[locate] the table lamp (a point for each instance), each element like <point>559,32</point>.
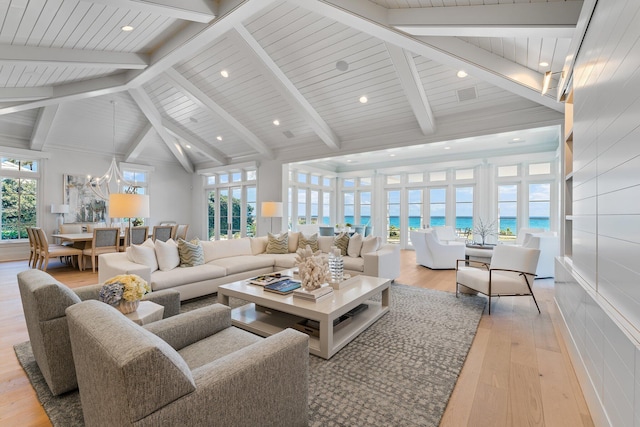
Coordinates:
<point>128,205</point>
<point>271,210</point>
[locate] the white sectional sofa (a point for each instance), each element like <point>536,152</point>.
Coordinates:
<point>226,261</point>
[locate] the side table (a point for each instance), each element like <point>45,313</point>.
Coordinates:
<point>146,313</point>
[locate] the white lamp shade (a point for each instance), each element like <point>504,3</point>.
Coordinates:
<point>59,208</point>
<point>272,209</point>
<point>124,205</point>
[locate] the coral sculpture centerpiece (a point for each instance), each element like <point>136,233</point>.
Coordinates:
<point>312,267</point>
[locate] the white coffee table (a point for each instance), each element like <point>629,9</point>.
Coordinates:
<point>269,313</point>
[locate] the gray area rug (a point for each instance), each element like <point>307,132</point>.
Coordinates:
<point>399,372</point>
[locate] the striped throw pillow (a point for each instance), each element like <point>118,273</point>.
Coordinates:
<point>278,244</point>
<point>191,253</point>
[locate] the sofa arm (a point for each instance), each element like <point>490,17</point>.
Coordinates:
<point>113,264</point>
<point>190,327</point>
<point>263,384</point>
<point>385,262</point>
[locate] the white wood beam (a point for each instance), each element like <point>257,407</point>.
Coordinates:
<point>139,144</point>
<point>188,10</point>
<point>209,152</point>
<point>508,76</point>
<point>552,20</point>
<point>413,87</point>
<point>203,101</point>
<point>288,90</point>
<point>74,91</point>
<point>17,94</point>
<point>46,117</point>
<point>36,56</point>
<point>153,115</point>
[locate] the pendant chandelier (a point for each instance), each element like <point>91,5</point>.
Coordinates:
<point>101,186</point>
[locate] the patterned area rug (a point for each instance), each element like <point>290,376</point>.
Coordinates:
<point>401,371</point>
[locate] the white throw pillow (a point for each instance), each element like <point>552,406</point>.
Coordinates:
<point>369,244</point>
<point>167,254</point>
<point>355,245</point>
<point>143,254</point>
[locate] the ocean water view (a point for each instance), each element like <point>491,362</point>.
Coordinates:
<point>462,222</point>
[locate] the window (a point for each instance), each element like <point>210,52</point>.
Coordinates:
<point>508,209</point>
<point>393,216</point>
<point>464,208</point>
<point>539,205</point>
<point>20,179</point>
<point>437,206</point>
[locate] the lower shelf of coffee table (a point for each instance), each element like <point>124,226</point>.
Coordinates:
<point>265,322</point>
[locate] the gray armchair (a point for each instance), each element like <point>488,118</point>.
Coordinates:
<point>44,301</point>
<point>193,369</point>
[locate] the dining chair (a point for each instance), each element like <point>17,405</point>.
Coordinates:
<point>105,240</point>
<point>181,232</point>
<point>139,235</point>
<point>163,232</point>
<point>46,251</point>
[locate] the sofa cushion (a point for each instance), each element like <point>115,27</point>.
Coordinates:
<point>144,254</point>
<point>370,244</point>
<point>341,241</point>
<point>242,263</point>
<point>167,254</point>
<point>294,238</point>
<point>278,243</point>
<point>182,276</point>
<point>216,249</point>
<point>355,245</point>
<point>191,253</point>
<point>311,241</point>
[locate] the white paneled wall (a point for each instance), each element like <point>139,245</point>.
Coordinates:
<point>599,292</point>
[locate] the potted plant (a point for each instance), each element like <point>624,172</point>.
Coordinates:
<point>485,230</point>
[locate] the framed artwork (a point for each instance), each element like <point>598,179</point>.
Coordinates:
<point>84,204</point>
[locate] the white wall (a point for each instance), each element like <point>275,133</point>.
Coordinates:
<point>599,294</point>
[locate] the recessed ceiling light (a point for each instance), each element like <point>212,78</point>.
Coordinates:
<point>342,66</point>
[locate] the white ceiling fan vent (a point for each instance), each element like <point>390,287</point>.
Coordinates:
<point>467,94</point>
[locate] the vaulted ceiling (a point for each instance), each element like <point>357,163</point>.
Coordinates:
##########
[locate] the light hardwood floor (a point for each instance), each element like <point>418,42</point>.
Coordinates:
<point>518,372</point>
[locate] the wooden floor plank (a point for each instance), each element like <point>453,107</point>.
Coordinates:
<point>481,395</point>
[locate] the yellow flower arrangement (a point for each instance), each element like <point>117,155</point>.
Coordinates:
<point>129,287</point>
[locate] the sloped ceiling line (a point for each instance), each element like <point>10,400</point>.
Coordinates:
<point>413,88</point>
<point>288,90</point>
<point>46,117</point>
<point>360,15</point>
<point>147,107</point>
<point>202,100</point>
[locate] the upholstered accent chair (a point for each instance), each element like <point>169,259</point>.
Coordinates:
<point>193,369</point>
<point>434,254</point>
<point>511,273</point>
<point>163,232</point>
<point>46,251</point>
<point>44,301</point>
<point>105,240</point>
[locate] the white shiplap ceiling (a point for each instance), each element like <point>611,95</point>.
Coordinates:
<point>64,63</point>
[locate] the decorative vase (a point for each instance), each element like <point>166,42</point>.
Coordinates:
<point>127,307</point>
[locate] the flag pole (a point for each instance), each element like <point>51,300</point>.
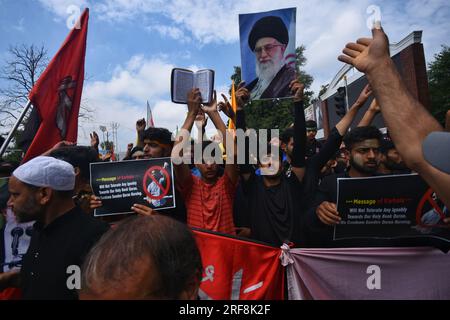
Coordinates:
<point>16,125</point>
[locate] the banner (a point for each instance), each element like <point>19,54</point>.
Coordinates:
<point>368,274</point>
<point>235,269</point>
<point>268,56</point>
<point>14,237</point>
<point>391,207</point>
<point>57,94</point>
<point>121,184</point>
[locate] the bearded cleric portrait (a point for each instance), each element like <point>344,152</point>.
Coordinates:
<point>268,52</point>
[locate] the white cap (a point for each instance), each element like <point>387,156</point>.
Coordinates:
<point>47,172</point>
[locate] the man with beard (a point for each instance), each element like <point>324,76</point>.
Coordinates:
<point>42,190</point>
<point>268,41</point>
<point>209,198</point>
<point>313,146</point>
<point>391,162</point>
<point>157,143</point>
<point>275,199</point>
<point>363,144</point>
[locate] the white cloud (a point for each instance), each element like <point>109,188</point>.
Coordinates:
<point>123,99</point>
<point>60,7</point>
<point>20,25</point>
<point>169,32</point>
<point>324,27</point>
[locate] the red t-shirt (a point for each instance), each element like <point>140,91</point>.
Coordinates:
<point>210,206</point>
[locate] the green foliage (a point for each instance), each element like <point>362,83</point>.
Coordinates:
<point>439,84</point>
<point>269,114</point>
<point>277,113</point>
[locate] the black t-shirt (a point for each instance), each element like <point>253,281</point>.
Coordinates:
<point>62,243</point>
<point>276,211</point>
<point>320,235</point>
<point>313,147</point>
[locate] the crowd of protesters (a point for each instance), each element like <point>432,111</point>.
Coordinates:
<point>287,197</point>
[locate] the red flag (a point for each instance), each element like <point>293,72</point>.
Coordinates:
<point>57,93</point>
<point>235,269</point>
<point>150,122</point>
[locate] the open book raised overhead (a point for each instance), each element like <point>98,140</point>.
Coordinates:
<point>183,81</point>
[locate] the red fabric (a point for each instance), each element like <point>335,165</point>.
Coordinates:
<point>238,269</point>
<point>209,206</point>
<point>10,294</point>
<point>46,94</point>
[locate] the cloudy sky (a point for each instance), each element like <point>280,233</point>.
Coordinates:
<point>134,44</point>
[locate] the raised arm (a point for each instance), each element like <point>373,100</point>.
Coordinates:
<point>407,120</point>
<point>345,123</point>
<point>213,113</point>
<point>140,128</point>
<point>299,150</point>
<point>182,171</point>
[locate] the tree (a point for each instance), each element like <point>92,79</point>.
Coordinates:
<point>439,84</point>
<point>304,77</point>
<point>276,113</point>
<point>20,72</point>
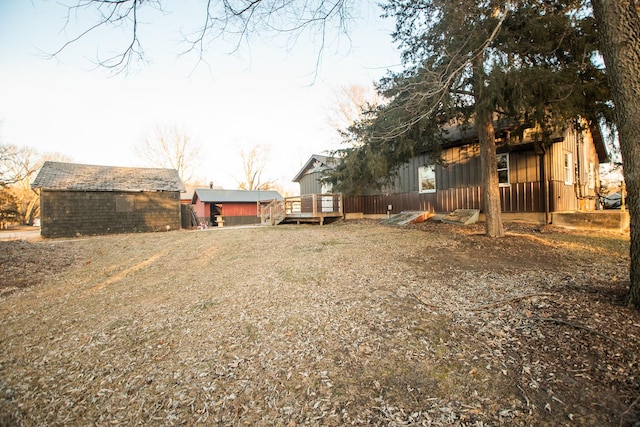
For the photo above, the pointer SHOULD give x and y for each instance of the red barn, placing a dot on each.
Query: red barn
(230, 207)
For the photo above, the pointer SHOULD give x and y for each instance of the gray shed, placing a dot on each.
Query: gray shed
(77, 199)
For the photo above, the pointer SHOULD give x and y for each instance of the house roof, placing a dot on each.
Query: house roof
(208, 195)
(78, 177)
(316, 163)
##########
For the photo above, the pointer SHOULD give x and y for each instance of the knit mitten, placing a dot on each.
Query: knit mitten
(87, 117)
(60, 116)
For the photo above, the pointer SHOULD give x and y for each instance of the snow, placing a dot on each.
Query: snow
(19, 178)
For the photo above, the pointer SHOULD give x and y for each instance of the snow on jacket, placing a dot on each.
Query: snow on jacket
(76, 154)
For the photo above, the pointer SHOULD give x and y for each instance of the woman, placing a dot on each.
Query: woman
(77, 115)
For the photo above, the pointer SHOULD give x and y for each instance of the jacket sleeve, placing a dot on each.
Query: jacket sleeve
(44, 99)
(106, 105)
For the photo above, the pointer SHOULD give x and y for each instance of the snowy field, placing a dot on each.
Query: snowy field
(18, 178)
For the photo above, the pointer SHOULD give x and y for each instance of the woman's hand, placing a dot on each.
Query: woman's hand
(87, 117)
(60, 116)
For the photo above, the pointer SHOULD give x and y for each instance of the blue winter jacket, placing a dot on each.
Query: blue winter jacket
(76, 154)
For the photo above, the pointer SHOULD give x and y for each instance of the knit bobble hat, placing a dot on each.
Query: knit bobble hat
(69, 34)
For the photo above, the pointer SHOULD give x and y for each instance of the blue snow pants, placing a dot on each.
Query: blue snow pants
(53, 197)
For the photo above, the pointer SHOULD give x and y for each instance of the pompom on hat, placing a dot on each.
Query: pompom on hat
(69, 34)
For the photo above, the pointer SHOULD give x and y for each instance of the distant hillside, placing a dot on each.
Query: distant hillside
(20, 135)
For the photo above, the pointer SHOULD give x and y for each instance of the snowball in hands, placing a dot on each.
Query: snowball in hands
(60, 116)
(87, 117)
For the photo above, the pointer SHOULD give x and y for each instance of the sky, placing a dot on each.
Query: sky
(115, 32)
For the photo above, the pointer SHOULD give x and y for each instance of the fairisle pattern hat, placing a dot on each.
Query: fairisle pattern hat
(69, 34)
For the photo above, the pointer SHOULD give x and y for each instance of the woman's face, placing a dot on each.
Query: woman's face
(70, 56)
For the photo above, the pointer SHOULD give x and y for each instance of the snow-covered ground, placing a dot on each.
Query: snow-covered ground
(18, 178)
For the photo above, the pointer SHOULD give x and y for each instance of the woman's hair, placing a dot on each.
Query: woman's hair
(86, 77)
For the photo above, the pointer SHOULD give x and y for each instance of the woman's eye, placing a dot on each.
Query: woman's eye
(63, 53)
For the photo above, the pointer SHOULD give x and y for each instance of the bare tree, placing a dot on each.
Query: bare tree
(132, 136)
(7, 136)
##########
● To be done: Rewrite the rows that begin with the line containing "[locate] the recessed" and end with the line containing "<point>467,94</point>", putting "Locations" in place of "Coordinates" and leaving everything else unchanged.

● Task output:
[locate] the recessed ceiling light (a point for each instance), each element like <point>212,78</point>.
Locations:
<point>342,66</point>
[locate] the white ceiling fan vent (a point for each instance), each element like <point>390,287</point>.
Locations:
<point>467,94</point>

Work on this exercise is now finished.